[Extracted data entries]
____

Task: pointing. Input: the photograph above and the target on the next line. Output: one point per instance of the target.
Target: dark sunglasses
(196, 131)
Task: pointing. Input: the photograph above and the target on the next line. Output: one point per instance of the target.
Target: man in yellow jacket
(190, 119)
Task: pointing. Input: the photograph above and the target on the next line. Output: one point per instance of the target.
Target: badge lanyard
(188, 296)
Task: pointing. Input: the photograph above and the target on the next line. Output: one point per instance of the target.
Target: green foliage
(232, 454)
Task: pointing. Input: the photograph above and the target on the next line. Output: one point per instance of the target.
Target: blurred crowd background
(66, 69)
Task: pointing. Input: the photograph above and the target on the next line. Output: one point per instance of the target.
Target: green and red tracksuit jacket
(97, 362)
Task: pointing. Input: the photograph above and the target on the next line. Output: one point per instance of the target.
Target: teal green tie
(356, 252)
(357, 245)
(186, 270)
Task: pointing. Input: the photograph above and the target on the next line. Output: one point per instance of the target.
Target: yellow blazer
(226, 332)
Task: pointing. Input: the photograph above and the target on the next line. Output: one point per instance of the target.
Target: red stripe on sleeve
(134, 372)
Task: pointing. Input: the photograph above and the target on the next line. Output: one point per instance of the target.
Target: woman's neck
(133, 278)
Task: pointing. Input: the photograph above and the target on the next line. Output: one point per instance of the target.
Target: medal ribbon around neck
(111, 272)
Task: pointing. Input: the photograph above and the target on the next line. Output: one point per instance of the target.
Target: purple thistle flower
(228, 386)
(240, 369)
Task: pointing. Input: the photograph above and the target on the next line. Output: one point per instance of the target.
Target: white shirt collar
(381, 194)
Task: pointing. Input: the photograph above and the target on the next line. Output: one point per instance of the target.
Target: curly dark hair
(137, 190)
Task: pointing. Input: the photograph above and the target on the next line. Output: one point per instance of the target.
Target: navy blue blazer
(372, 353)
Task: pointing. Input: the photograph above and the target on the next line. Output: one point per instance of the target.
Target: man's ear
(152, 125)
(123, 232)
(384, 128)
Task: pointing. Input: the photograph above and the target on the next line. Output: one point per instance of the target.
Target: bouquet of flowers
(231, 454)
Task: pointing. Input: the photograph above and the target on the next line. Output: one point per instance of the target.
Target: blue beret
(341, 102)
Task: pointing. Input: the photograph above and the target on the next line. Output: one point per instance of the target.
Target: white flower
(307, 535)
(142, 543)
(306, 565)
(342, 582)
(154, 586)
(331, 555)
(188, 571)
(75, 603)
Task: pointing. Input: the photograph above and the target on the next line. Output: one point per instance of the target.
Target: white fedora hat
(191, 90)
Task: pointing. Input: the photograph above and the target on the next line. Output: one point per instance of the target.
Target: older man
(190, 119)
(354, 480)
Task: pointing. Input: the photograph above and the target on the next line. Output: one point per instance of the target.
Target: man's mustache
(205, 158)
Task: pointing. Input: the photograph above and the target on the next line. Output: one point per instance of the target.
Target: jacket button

____

### Stated task:
Word for word, write out all of the data above.

### Answer to this problem:
Task: pointing. Input: the photograph above and the target on the next line. Output: one point per instance of the target.
Target: dark sunglasses
(196, 131)
Task: pointing. Input: the photograph above and the target on the next line. Output: one point per instance of the target.
Target: man in yellow jacket
(190, 119)
Task: pointing. Input: the photograph above and the target on the next line. Output: one point per instance of the target.
Target: badge lanyard
(188, 296)
Task: pointing. Input: the photograph above and the target on the next line. Output: one point per instance of the target.
Target: green foliage
(232, 454)
Task: pointing. Input: the photograph above and the target on the next line. Output: one point per instance of the target.
Target: blurred crowd background
(66, 69)
Task: pointing. Input: the photograph above and the target on the next line. Output: one point per instance of the target.
Target: green and red tracksuit jacket
(97, 362)
Task: pointing. Input: the photograph above and the target on the next line. Output: one point per instance of the target.
Target: teal green tie
(356, 252)
(357, 245)
(186, 270)
Task: pointing. Input: the photograph above and the target on the next line. Output: one point per instance of the target.
Target: yellow blazer
(226, 332)
Task: pointing. Input: the photograph above and the target on the next line. Output: one point per instance of the target.
Target: red stripe on sleeve
(134, 372)
Task: pointing. Input: the photograph above and the target on the next line. Output: one point per instance of the target.
Target: woman's neck
(133, 278)
Task: pointing. Input: the photograph above and the target on the next line. Output: one point per instance of the target.
Target: medal ribbon around neck
(111, 272)
Task: pointing. Input: the photograph above and the target on the next line. Output: one point per instance of the target.
Target: purple thistle flower
(228, 386)
(240, 369)
Task: pointing. Input: the photograph above and the target on the next line. Output: one point per instance of the target.
Target: white shirt collar
(381, 194)
Task: pointing. Input: the photograph above and the target on the next line. Output: one point per instance of the target.
Target: curly dark hair
(137, 190)
Task: pointing. Input: the photograph above and the target on the next line. Output: one point per instance of the target.
Target: navy blue blazer
(372, 353)
Task: pointing. Input: the photograph above and the target on the next line. Output: one point per instance of the target.
Target: man's ear
(152, 125)
(123, 232)
(384, 128)
Task: pointing. Input: the photograph above and the target on the next line. Output: one point per instance of the target.
Target: bouquet of flowers
(231, 454)
Task: pointing. Input: the photograph above and the target on the next line. Output: one point per instance of the target.
Target: blue beret
(341, 102)
Task: pointing. Input: the photograph above and the target on the next line. Output: one point per instance of the target.
Target: white flower
(307, 535)
(142, 543)
(306, 565)
(342, 582)
(154, 586)
(331, 555)
(188, 571)
(75, 603)
Task: pointing. Input: the photograph above and the target on the next line. Output: one point per instance of the target.
Target: white fedora hat
(191, 90)
Task: pointing. Input: the photograph above and the target on the next line. Output: one point per instance of the target.
Target: older man
(190, 119)
(354, 480)
Task: pointing. Input: the photograph above and the target on the next line. Output: one point per instance of the target.
Target: man's mustache
(205, 158)
Task: pointing. Input: the photograph above and the target on the next line. Output: one point per instance of the target.
Target: jacket button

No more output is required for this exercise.